— What is expected —
Copy exactly the last part of the entries, starting from the line with "Check that each instance of the grass" and including the final line.

— Data lines —
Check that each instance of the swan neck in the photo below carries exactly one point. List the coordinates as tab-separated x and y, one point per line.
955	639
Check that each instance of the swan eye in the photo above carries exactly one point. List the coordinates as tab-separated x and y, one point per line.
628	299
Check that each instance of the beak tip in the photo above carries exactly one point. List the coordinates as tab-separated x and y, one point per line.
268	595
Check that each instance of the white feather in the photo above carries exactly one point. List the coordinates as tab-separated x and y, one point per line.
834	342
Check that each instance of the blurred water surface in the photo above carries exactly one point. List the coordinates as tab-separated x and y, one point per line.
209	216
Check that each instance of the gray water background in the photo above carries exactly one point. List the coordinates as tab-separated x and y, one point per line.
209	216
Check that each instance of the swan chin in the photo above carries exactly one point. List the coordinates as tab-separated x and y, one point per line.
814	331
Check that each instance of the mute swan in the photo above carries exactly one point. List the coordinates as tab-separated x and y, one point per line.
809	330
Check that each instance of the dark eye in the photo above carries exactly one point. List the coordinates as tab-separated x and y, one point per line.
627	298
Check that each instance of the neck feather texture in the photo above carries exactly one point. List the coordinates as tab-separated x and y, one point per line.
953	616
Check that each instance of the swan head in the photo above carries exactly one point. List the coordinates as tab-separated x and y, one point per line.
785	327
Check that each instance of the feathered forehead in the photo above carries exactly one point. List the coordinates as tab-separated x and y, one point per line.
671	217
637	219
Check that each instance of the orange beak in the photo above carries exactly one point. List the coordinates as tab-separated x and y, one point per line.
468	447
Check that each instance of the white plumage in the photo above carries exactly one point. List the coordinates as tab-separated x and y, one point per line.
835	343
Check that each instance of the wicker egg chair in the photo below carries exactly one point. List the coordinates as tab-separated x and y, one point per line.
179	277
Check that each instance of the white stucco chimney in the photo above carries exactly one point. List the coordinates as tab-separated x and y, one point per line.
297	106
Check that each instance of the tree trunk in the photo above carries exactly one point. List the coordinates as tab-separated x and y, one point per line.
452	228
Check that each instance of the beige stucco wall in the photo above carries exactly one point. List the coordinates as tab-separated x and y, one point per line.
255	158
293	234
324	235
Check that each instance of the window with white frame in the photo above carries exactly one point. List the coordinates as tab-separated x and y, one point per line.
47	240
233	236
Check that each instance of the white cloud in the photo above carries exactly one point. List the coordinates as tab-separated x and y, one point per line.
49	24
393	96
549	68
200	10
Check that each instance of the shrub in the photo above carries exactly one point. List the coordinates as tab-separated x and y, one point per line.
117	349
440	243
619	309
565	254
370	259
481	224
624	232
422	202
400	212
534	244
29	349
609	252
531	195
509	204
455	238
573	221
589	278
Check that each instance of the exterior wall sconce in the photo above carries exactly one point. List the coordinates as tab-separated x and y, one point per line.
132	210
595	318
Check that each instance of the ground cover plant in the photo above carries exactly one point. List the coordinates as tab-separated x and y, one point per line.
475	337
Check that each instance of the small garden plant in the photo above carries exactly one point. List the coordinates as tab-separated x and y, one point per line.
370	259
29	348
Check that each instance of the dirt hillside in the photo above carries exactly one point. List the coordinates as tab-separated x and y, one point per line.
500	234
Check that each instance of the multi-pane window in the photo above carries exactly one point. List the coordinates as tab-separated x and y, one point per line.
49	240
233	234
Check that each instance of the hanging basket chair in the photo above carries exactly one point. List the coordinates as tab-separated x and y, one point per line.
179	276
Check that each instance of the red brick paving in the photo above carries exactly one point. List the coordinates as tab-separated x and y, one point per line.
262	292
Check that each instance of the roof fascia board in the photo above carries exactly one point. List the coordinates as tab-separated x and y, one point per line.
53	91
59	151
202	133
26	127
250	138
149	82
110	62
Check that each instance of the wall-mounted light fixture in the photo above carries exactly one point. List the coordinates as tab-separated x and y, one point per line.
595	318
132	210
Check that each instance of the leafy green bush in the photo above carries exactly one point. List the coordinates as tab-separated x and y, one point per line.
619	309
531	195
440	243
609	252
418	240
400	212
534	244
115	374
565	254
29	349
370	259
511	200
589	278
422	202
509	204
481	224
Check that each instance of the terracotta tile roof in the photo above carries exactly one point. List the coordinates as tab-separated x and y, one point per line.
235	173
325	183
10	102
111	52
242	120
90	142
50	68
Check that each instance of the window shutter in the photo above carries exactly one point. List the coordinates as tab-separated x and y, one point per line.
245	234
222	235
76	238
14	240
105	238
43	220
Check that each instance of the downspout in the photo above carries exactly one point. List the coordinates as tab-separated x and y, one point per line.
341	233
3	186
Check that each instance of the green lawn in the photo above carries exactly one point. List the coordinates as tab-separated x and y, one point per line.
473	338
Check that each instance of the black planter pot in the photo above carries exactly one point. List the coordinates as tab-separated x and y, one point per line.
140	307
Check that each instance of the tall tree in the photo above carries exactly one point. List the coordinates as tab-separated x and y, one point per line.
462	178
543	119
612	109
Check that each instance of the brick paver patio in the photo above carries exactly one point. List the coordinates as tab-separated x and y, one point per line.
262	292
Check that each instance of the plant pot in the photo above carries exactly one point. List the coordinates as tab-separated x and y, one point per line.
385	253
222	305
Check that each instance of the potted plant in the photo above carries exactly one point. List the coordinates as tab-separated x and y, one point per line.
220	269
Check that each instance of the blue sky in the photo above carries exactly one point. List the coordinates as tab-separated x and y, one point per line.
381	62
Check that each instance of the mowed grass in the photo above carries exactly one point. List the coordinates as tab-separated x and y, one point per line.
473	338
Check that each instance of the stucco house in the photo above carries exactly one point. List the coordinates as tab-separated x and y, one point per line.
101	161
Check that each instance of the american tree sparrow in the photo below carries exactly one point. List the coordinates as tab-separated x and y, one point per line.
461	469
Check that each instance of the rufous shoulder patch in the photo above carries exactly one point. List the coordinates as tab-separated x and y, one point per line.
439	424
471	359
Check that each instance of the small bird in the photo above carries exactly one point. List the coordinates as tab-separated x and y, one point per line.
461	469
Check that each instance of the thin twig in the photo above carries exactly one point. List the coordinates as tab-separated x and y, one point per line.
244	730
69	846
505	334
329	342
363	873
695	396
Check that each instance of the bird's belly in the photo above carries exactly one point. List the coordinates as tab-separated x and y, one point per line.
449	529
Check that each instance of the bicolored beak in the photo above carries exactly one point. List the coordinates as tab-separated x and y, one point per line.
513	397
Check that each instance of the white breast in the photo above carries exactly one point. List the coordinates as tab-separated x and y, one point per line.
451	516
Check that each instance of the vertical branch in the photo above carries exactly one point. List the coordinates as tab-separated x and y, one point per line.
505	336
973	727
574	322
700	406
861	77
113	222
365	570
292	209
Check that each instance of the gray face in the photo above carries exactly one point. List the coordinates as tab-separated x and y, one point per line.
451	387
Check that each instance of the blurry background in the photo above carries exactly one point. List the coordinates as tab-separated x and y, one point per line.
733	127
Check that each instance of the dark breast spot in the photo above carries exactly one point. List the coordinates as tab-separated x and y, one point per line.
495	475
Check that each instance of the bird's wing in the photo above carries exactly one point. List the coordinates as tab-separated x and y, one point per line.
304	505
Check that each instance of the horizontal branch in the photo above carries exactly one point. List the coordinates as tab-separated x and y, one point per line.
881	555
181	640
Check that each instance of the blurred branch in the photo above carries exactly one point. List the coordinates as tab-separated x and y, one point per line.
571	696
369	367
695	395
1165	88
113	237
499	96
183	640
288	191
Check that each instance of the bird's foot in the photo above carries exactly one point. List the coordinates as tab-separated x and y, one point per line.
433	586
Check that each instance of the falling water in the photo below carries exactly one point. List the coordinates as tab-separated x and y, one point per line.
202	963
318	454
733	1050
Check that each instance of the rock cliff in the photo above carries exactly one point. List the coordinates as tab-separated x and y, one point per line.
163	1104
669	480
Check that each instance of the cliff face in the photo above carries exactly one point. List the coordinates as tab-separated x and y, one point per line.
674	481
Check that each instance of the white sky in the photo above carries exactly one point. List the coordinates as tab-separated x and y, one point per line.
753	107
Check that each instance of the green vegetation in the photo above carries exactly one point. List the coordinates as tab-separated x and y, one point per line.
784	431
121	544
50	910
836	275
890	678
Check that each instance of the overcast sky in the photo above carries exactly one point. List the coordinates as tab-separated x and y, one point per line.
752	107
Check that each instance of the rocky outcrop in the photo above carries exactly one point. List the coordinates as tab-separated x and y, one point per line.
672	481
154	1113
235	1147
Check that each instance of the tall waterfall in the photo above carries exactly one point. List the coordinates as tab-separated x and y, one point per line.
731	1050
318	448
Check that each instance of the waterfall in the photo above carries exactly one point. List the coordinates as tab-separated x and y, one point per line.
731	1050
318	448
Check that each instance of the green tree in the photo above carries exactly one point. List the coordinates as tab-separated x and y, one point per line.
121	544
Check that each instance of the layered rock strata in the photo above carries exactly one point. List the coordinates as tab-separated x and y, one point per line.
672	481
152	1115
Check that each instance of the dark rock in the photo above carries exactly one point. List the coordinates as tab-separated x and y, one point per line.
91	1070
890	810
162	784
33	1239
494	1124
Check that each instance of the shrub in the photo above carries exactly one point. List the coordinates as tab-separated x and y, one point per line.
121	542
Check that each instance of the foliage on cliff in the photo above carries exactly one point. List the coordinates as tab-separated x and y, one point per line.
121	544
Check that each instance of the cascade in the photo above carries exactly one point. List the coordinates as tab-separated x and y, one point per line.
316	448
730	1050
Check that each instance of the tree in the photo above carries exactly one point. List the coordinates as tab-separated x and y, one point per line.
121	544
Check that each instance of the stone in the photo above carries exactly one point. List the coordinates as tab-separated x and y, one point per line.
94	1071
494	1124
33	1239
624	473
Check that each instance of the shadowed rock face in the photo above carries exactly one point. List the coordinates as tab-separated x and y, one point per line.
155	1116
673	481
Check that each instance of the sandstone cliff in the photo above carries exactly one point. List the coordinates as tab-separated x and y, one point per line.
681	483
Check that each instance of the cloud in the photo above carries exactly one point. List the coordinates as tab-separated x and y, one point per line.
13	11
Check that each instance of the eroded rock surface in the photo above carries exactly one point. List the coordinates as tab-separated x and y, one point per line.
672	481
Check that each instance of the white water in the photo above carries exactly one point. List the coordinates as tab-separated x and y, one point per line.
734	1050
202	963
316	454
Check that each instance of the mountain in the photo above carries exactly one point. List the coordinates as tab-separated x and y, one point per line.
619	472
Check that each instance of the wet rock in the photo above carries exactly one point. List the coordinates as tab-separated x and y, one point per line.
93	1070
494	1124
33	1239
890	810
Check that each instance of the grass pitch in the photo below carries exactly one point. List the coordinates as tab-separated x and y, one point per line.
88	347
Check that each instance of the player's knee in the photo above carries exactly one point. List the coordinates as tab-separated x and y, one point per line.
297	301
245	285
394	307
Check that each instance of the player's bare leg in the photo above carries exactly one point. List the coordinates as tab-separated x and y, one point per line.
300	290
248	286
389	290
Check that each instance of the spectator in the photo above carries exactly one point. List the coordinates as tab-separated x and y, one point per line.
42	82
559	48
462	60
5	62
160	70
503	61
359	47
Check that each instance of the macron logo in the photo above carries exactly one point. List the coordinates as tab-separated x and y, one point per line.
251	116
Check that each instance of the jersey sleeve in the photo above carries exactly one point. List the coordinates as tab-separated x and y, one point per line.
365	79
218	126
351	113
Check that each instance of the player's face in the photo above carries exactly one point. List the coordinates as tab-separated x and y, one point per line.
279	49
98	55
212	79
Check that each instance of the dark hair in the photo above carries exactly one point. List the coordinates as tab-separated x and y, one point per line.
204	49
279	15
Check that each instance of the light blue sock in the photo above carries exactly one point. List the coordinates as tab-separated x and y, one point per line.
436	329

— Result —
Check that each instance of the grass pitch in the photo below carries exactly one point. List the coordinates as tab-separated x and y, one point per line.
88	347
Check that each instance of the player's knee in the photo above carries exactly one point. List the coordinates as tab-separated x and y, one point per line.
297	301
245	285
394	307
Check that each instance of the player's bare leg in the photo above carries exactly one point. List the coordinates as tab-separated x and y, one point per line.
300	290
248	286
389	290
Check that each instance of the spectator in the photo above carries exactly one point. List the coordinates as tab-separated x and y, one point per line.
42	82
559	48
462	60
5	62
160	70
503	61
359	47
Check that each instance of the macron logo in the photo above carries exactly one point. List the coordinates as tab-separated x and y, one point per line.
251	116
Check that each instance of the jersey sleeve in the photo above carries exactly one point. List the coordinates as tab-separated x and y, one point per line.
365	79
218	126
351	113
Check that each instance of the player's face in the photo above carries exactly one point. List the coordinates as tab-separated x and y, one point per line.
279	49
98	55
212	79
Check that each instance of the dark hair in the photo above carries exactly one point. List the coordinates as tab-separated x and y, one point per line.
204	49
279	15
Check that each instance of the light blue sock in the photo above carries exactly one point. List the coordinates as tab-separated x and y, one point per line.
436	329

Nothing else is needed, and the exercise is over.